• [GOAL OF THE EXERCISE]
In your reply, write out each entry exactly as given.

• [DATA TO EXAMINE]
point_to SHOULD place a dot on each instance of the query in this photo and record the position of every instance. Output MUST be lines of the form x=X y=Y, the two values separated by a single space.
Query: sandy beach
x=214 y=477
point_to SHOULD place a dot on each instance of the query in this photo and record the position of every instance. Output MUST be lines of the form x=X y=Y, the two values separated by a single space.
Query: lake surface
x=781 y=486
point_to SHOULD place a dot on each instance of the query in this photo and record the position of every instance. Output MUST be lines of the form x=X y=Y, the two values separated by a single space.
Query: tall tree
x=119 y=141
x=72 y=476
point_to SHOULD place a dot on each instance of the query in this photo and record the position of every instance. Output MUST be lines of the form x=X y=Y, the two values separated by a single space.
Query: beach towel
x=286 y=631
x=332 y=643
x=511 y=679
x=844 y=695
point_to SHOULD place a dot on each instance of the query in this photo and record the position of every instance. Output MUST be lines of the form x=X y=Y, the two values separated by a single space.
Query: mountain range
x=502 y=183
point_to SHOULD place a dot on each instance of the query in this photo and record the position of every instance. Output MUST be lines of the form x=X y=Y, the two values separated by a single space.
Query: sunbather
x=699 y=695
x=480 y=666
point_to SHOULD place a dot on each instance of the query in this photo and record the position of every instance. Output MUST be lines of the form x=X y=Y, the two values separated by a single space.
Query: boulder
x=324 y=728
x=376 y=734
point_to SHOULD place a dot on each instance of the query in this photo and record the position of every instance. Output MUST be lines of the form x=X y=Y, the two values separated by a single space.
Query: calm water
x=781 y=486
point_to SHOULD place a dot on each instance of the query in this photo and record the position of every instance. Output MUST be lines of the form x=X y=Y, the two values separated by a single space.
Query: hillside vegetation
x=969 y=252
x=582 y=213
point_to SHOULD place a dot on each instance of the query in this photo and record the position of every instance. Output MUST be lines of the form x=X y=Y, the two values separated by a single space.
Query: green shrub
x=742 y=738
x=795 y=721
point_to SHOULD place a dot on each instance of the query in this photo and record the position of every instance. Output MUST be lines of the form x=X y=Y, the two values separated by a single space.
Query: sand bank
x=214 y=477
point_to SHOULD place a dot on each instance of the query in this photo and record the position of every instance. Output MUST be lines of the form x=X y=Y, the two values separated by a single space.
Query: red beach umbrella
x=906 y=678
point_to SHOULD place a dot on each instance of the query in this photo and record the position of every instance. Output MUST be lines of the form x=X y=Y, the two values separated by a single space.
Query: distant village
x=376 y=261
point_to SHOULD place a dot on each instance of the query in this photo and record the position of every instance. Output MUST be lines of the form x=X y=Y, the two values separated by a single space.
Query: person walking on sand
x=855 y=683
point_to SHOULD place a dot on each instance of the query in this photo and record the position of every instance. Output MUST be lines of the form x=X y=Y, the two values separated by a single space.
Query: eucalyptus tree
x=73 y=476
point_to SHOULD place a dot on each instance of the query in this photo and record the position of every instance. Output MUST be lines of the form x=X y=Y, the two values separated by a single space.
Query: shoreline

• [ANSWER AREA]
point_to SHOULD place a dot on each instance of the query in this photo and record the position of every instance. Output MUST be lines of the form x=X y=Y, the two values separated by a single space.
Query: sandy beach
x=214 y=477
point_to SHOULD place a dot on each instance of the query in this photo and record the position of every instance. Output MUST be lines of the form x=X y=Y, the two values separated by a single space.
Query: lake surface
x=781 y=486
point_to SHOULD place a dot on each instance of the query in this photo and record the position of every instance. Output MUST be lines of the form x=X y=Y, the two values separated by a single space.
Query: tall tree
x=119 y=141
x=72 y=476
point_to SHOULD place a dot on each instance of the query in this photo and record the position of every instance. Output MUST be lines of the form x=X y=Y, the two values separated by a single space.
Query: beach towel
x=286 y=631
x=332 y=643
x=511 y=679
x=844 y=695
point_to SHOULD place a dot on each instance of the query in this photo and record the position of every instance. Output MUST be lines of the form x=X y=Y, the two values separated by a single space.
Query: mountain range
x=502 y=183
point_to SHOULD place a dot on each instance of the query in this photo and record the position of every instance. Output MUST be lines of the form x=X y=Y, the two values separated by a single space.
Query: sunbather
x=699 y=695
x=480 y=666
point_to SHOULD place a dot on each instance of the query in this photo and record the position of every instance. Output MUST be lines of the form x=X y=Y, the two values separated by a single space.
Query: boulder
x=324 y=728
x=376 y=734
point_to SHOULD place a dot on each instance of the query in this photo and record the position of every instance. Output MUST be lines of the form x=X y=Y, the two values separated by a single space.
Query: calm water
x=781 y=486
point_to SHOULD place a dot on each instance of the query in this photo and record the position of every instance. Output MUST be lines of the form x=X y=Y, the two values separated by a single space.
Query: hillside vegetation
x=969 y=252
x=582 y=213
point_to SHOULD place a dot on each instance of the query in this photo and record the position of every instance. Output MUST be lines of the form x=X y=Y, the two values separated by a single space.
Query: green shrub
x=742 y=738
x=795 y=721
point_to SHOULD place a dot on each instance of the query in this photo and record the position of every instance. Output MUST be lines of the form x=X y=Y, the two values separated by a single space.
Query: sand bank
x=214 y=477
point_to SHOULD place a dot on each instance of the query in this photo and record the position of every instance. Output MUST be lines of the form x=X y=Y, the two values separated by a single space.
Query: red beach umbrella
x=906 y=678
point_to SHOULD place a dot on each instance of the query in this photo and record the position of every instance. Output MUST be lines of the form x=X y=Y, the two values separated by a single space.
Query: distant village
x=376 y=261
point_to SHOULD place a dot on each instance of the query in this photo and record the position of every instance. Output MUST be lines of the form x=X y=Y, the two values separated by a single space.
Query: person walking on sand
x=855 y=683
point_to SHOULD place a dot on each instance of the query in this photo and record the position of every instance. Output MUST be lines of the form x=X y=Y, the two values separated by a single space.
Query: eucalyptus tree
x=73 y=476
point_to SHOULD place a dot on each instance of the query in this photo and record the position of every instance. Output MUST be lines of the form x=X y=Y, the two values separated by a single space.
Query: shoreline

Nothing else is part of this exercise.